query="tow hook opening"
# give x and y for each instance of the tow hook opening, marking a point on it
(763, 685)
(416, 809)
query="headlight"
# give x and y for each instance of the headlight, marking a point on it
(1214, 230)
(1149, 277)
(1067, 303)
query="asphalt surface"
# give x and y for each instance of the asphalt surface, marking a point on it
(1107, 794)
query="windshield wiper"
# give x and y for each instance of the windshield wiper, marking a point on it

■ ■ ■ ■ ■

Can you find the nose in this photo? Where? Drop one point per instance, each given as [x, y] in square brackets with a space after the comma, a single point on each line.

■ ■ ■ ■ ■

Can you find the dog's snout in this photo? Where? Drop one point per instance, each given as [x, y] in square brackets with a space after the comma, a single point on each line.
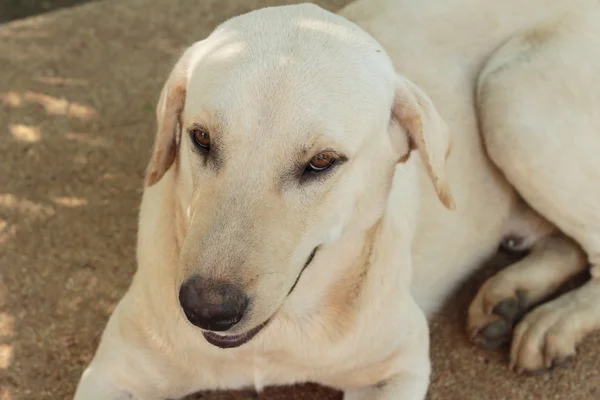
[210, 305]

■ ■ ■ ■ ■

--- What to produce ---
Lines holding the string "wiper" must be copied out of the entries above.

--- Completed task ---
query="windshield wiper"
# give x and y for each instance of the windshield wiper, marking a point on it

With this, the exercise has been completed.